WRITTEN EXERCISE 1:
Repeat the rows below word for word, starting with the line that contains "notation: point(137, 431)." and going on through the end of the rows. Leave out the pictures.

EXCERPT TO READ:

==============================

Opinion
Argued February 8, 1897
Decided March 2, 1897
Esek Cowen for appellants.
George Hoadly and Henry L. Scheuerman for respondent.
This action was brought to recover of the defendant the value of professional services rendered by the plaintiffs, as attorneys, in procuring and defending certain patents which were issued to the defendant and others who were associated with him. As to a portion of the services there is no dispute, the defendant having paid or tendered the amount due therefor. The patents as to which most of the plaintiffs' services were rendered related to certain improvements in the art of manufacturing iron, steel and castings. Some of these improvements were invented by the defendant, and he acquired an interest in others by assignment. All the patents, as to such improvements, were at first the property of the defendant or of the defendant and several persons who were associated with him. Subsequently they organized a corporation under the laws of the state of New Jersey, known as the Bookwalter Steel Iron Company. The defendant and his associates, including the plaintiffs, who had become part owners thereof, transferred all their rights and interest in and under such patents to that corporation, and received its stock in payment therefor. A large portion of the services performed by the plaintiffs, for which they recovered in the trial court, was in procuring and defending the rights of such corporation under the patents then belonging to it. The only controversy between the parties relates to the services which were performed by the plaintiffs while the corporation was the owner of the property in regard to which they were rendered.
The learned referee, before whom this action was tried, held that the defendant was liable as well for the services performed for the benefit of the corporation as those rendered for the defendant's benefit, or in pursuance of his express employment, and directed a judgment against him for the full amount of the plaintiffs' bill, which included all their services for which they had not been paid. Upon an appeal from that judgment the General Term reversed the judgment of the trial court and granted a new trial.

==============================

WRITTEN EXERCISE 2:
Transcribe the court opinion above word for word, starting with "The learned referee, before" and going on through "a new trial.".

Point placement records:

==============================

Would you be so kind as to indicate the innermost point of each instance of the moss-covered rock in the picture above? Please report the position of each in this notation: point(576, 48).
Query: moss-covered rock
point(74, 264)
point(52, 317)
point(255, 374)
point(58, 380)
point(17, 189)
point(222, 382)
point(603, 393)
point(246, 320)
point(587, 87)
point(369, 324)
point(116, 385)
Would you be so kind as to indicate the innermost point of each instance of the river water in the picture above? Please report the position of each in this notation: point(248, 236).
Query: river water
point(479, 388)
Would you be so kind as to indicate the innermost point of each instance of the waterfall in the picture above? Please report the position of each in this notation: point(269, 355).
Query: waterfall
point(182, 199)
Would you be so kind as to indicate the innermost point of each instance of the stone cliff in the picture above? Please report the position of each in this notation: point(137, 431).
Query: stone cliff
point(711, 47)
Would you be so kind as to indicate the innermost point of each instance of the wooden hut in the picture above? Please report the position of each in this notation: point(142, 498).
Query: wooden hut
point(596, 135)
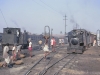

==============================

CORRECT ANSWER 1:
Would you be so kind as to indicate the innermost point of each instance of the stone cliff in the picture above? Please report the position of each in this notation: point(137, 431).
Query: stone cliff
point(711, 47)
Would you be so kind as to indicate the innermost point of each instance of the wooden hut in the picture above? Please report the position of each in this notation: point(142, 498).
Query: wooden hut
point(596, 135)

CORRECT ANSWER 2:
The learned referee, before whom this action was tried, held that the defendant was liable as well for the services performed for the benefit of the corporation as those rendered for the defendant's benefit, or in pursuance of his express employment, and directed a judgment against him for the full amount of the plaintiffs' bill, which included all their services for which they had not been paid. Upon an appeal from that judgment the General Term reversed the judgment of the trial court and granted a new trial.